### TEXTAUSZUG:
Ich !!!suche!!! dringend Leute, die sich für folgende Aufgaben interessieren:

1. Forum-Admin (einen) 

2. Content-Admin (einen) <- sind sicher noch einige Rechtschreibfehler drin ;|

3. Moderatoren (ne Menge)

4. Leute die gentooforum.de etwas bekannt machen (ein paar)

Vorraussetzung:

1. gewisse Erfahrung im Umgang mit Gentoo

2. mehr Zeit als ich  

3. Interesse  :Wink: 

Fragen bitte an LexxMM@gmx.net oder webmaster@gentooforum.de

Gruss Lexx

----------

## plate

 *LexxMM wrote:*   

> Hallo, ich bin Lexx und hoste das Forum unter www.gentooforum.de ! Mein Ziel ist es, dass www.gentooforum.de der Anlaufpunkt Nr. 1 für deutsche Gentoo Fans wird. Leider habe ich sehr große Probleme mit nichtvorhandener Zeit

 

Kleinen Augenblick, ich muß eben den Parser einschalten [klick]:  "Hallo! Ich glaub zwar auch nicht, daß irgendjemand hier weiß, wer oder was ein Lexx sein soll, und Zeit für Euch hab ich eigentlich auch nicht, aber ich wollte doch wenigstens schnell ne Domain anmelden, bevor sich dieses Gentoo-Zeugs so richtig rumgesprochen hat. Könnte mir jetzt bitte jemand den lästigen Kleinscheiß wie Programmierung, Contentkontrolle, Moderation und alles andere am liebsten auch abnehmen?"

Hab ich irgendwas übersehen? Ach so, das Impressum. Hm. Wo war das gleich?

----------

## LexxMM

Überheblich ohne Ende...naja...

Allerdings bist Du mit Deiner Behauptung ganz schön auf dem Holzweg.

Ich sehe aber keinen Grund Dir zu erklären, wieso das so ist, bin Dir nähmlich keine Rechenschaft schuldig. 

Auf solche kontraproduktiven Beiträge kann ich gerne verzichten. (Dafür habe ich naehmlich auch keine Zeit!)

Und das Impressum ist auch vorhanden, man sollte schon die Augen öffnen.

PS: Zum Thema "Lexx" <- das ist ein Pseudonyme, nur für Dich:

Parser ein [klick]:

Deckname für Schriftsteller, Schauspieler und Artisten (Künstlername). Pseudonyme werden aus den verschiedensten Gründen gewählt, z. B. aus Familien- und Standesrücksichten, zur Vermeidung von Verwechslungen, des besseren Klangs wegen, zur Irreführung des Publikums, aus Vorsicht bei politischen, satirischen oder erotischen Schriften, in scherzhafter Absicht, oft aus bloßem Spieltrieb.

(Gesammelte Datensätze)
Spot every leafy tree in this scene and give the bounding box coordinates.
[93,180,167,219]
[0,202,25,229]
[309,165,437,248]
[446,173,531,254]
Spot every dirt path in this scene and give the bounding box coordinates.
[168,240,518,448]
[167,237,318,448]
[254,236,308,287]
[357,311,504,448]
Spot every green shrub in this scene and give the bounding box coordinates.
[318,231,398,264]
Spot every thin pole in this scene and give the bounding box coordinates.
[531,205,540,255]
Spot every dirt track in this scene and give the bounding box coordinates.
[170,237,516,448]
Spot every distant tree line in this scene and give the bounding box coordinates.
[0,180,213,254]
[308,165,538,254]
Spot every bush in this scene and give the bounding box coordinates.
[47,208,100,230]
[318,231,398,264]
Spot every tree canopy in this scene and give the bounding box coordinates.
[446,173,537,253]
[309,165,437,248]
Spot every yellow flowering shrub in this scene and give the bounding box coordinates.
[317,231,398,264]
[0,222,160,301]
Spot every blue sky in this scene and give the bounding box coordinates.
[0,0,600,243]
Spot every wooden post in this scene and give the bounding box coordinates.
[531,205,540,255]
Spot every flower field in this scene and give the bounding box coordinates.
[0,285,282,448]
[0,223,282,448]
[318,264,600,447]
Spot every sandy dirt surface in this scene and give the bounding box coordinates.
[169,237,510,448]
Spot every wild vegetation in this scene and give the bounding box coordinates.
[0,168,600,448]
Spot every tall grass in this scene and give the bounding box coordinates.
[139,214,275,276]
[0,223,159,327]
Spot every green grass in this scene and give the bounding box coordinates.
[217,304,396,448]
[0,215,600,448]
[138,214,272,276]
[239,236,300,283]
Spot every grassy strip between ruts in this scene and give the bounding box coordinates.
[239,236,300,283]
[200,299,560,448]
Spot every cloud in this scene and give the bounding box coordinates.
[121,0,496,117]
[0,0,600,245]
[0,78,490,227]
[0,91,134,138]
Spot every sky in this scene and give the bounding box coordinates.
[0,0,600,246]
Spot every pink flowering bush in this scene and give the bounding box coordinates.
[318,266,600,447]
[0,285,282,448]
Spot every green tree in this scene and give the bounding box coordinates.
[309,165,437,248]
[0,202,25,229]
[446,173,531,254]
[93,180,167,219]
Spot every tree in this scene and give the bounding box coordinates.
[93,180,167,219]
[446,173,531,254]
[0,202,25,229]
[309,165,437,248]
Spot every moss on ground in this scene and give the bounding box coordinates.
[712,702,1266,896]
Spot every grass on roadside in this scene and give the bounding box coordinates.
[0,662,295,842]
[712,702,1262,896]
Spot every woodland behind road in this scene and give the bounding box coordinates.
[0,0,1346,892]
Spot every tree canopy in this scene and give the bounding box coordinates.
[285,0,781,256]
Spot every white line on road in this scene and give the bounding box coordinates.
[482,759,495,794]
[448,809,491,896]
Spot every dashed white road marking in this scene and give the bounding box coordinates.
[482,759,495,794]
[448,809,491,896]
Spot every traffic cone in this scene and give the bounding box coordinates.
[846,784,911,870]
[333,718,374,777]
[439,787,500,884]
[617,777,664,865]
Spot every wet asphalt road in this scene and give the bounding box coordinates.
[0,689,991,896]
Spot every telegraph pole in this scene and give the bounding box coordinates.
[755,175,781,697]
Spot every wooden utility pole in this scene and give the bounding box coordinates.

### AUFGABE:
Gib den Abschnitt der Forendiskussion ab den Worten „Ich sehe aber“ bis einschließlich „die Augen öffnen.“ wieder. Ersetze dabei „Beiträge“ durch „Kommentare“. Die Datensätze sind eigenständiges Material und gehören nicht zur Forendiskussion.

### ANTWORT:
Ich sehe aber keinen Grund Dir zu erklären, wieso das so ist, bin Dir nähmlich keine Rechenschaft schuldig. 

Auf solche kontraproduktiven Kommentare kann ich gerne verzichten. (Dafür habe ich naehmlich auch keine Zeit!)

Und das Impressum ist auch vorhanden, man sollte schon die Augen öffnen.